Data for this exercise section start

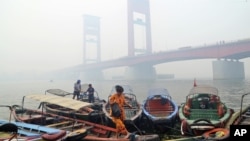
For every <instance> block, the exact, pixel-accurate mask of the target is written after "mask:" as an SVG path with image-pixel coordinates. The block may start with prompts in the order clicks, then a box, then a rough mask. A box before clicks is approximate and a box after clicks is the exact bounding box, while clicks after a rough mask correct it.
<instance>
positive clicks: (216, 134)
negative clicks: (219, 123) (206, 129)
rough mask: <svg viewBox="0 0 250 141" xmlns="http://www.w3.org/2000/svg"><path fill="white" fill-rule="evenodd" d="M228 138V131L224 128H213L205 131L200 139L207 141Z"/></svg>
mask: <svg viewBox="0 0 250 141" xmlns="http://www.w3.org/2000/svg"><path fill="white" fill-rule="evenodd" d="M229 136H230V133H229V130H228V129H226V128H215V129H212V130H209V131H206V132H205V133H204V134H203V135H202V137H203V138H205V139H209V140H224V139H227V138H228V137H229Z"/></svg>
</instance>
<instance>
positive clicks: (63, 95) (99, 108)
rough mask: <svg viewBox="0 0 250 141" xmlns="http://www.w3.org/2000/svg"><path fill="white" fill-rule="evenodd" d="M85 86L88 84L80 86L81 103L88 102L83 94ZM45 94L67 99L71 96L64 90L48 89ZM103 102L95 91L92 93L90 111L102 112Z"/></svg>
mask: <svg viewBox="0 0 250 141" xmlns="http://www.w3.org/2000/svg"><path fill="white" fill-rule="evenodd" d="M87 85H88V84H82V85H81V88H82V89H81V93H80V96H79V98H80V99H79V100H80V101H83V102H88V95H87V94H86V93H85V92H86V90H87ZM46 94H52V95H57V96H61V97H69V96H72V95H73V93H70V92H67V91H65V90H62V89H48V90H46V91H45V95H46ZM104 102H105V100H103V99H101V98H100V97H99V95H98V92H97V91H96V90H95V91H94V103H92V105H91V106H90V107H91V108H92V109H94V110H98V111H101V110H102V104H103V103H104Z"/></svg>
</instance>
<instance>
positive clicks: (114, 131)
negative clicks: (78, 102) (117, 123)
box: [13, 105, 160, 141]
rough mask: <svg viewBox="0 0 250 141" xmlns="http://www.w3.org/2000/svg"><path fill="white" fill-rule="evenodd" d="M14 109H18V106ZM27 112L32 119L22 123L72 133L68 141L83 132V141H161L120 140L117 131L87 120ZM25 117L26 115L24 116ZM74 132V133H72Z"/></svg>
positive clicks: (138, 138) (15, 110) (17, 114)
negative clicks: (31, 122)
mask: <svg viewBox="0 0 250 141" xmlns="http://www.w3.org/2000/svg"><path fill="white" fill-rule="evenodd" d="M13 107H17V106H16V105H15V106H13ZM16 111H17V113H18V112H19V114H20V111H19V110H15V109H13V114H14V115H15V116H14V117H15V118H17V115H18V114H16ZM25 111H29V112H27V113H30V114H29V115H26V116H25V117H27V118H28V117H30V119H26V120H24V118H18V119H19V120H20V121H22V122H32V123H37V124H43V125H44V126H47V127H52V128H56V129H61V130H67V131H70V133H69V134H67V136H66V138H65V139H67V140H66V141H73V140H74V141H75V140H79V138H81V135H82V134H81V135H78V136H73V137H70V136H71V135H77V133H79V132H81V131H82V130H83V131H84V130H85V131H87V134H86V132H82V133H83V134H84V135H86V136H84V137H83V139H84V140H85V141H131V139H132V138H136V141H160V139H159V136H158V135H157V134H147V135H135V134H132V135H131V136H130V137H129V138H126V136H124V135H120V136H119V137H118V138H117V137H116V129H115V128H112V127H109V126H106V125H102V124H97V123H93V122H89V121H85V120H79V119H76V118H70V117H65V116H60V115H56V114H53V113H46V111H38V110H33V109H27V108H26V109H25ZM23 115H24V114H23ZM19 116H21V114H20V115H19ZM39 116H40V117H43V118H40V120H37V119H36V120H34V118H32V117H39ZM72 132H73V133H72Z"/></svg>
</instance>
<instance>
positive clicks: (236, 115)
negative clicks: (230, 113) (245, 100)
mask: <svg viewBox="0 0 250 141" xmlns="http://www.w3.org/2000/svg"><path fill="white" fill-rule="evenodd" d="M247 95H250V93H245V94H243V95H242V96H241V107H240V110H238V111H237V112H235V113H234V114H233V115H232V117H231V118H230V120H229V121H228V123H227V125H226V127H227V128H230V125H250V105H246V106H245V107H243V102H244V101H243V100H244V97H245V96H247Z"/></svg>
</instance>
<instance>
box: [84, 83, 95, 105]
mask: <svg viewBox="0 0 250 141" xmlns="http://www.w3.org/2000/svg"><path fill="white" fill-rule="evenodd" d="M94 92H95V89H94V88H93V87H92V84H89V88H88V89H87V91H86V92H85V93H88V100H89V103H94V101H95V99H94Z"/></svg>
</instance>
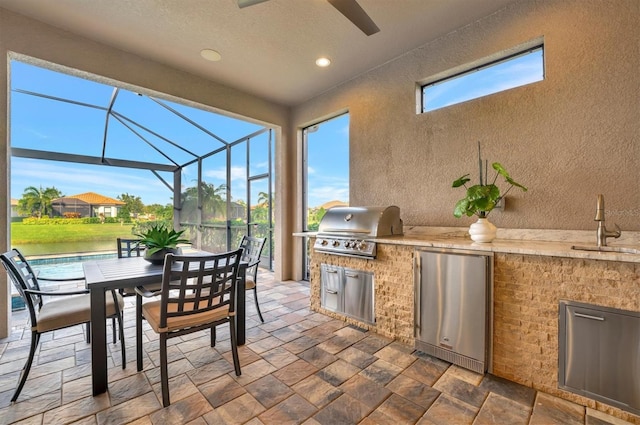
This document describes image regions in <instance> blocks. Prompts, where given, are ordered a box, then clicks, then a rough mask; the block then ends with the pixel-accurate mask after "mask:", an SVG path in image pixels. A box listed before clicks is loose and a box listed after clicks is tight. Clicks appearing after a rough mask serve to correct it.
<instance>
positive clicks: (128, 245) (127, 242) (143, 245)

Data for this exercise section end

Problem: Please copy the data above exactly; the pictures do not belong in the copy.

Finished exercise:
For every <instance> block, the exact, pixel-accurate mask of the target is written after "mask:" as an SVG path with image-pixel coordinates. The block may start with prompts in the order clicks, then a box, then a rough mask. A box before clicks is approximate and a box after clicks is the exact bounding box, while clicks after a rough mask correct it.
<instance>
positive clicks: (216, 134)
negative clicks: (219, 123) (206, 129)
rough mask: <svg viewBox="0 0 250 141" xmlns="http://www.w3.org/2000/svg"><path fill="white" fill-rule="evenodd" d="M228 138V131L224 128H213L205 131L200 139L207 141Z"/></svg>
mask: <svg viewBox="0 0 250 141" xmlns="http://www.w3.org/2000/svg"><path fill="white" fill-rule="evenodd" d="M229 136H230V133H229V130H228V129H226V128H215V129H212V130H209V131H206V132H205V133H204V134H203V135H202V137H203V138H205V139H209V140H224V139H227V138H228V137H229Z"/></svg>
</instance>
<instance>
positive clicks: (63, 95) (99, 108)
rough mask: <svg viewBox="0 0 250 141" xmlns="http://www.w3.org/2000/svg"><path fill="white" fill-rule="evenodd" d="M85 86L88 84L80 86L81 103L88 102L83 94ZM45 94L67 99L71 96L64 90L48 89ZM103 102L95 91L92 93L90 111L102 112Z"/></svg>
mask: <svg viewBox="0 0 250 141" xmlns="http://www.w3.org/2000/svg"><path fill="white" fill-rule="evenodd" d="M87 85H88V84H82V85H81V88H82V89H81V93H80V96H79V98H80V99H79V100H80V101H83V102H88V95H87V94H86V93H85V92H86V90H87ZM46 94H52V95H57V96H61V97H69V96H72V95H73V93H70V92H67V91H65V90H62V89H48V90H46V91H45V95H46ZM104 102H105V100H103V99H101V98H100V97H99V95H98V92H97V91H96V90H95V91H94V103H92V105H91V106H90V107H91V108H92V109H94V110H98V111H101V110H102V104H103V103H104Z"/></svg>
</instance>
<instance>
positive clicks: (114, 131)
negative clicks: (78, 102) (117, 123)
box: [13, 105, 160, 141]
rough mask: <svg viewBox="0 0 250 141" xmlns="http://www.w3.org/2000/svg"><path fill="white" fill-rule="evenodd" d="M14 109H18V106ZM27 112L32 119L22 123L72 133L68 141L83 132V141H161L120 140L117 131L87 120ZM25 117L26 115L24 116ZM74 132V133H72Z"/></svg>
positive clicks: (138, 138) (15, 110) (17, 114)
negative clicks: (31, 122)
mask: <svg viewBox="0 0 250 141" xmlns="http://www.w3.org/2000/svg"><path fill="white" fill-rule="evenodd" d="M13 107H17V106H16V105H15V106H13ZM16 111H17V113H18V112H19V114H20V111H19V110H15V109H13V114H14V115H15V116H14V117H15V118H17V115H18V114H16ZM25 111H29V112H27V113H30V114H29V115H26V116H25V117H27V118H28V117H30V119H26V120H24V118H18V119H19V120H20V121H22V122H32V123H37V124H43V125H44V126H47V127H52V128H56V129H61V130H67V131H70V133H69V134H67V136H66V138H65V139H67V140H66V141H73V140H74V141H75V140H79V138H81V135H82V134H81V135H78V136H73V137H70V136H71V135H77V133H79V132H81V131H82V130H83V131H84V130H85V131H87V134H86V132H82V133H83V134H84V135H86V136H84V137H83V139H84V140H85V141H131V139H132V138H136V141H160V139H159V136H158V135H157V134H147V135H135V134H132V135H131V136H130V137H129V138H126V136H124V135H120V136H119V137H118V138H117V137H116V129H115V128H112V127H109V126H106V125H102V124H97V123H93V122H89V121H85V120H79V119H76V118H70V117H65V116H60V115H56V114H53V113H46V111H38V110H33V109H27V108H26V109H25ZM23 115H24V114H23ZM19 116H21V114H20V115H19ZM39 116H40V117H43V118H40V120H37V119H36V120H34V118H32V117H39ZM72 132H73V133H72Z"/></svg>
</instance>
<instance>
positive clicks: (236, 115)
negative clicks: (230, 113) (245, 100)
mask: <svg viewBox="0 0 250 141" xmlns="http://www.w3.org/2000/svg"><path fill="white" fill-rule="evenodd" d="M247 95H250V93H245V94H243V95H242V96H241V107H240V110H238V111H237V112H235V113H234V114H233V115H232V117H231V118H230V120H229V121H228V123H227V125H226V127H227V128H230V125H250V105H246V106H245V107H243V102H244V101H243V100H244V97H245V96H247Z"/></svg>
</instance>
<instance>
box: [84, 83, 95, 105]
mask: <svg viewBox="0 0 250 141" xmlns="http://www.w3.org/2000/svg"><path fill="white" fill-rule="evenodd" d="M94 92H95V89H94V88H93V87H92V84H89V88H88V89H87V91H86V92H85V93H88V100H89V103H94V101H95V99H94Z"/></svg>
</instance>
This document describes image regions in <instance> blocks. Prompts, where given, are ordered a box, then clicks, then a rough mask; the block then ends with the pixel-accurate mask after "mask:", an SVG path in image pixels. A box listed before clicks is loose and a box listed after clicks is tight. Clicks appearing after a rough mask serve to correct it.
<instance>
positive clicks: (128, 245) (127, 242) (143, 245)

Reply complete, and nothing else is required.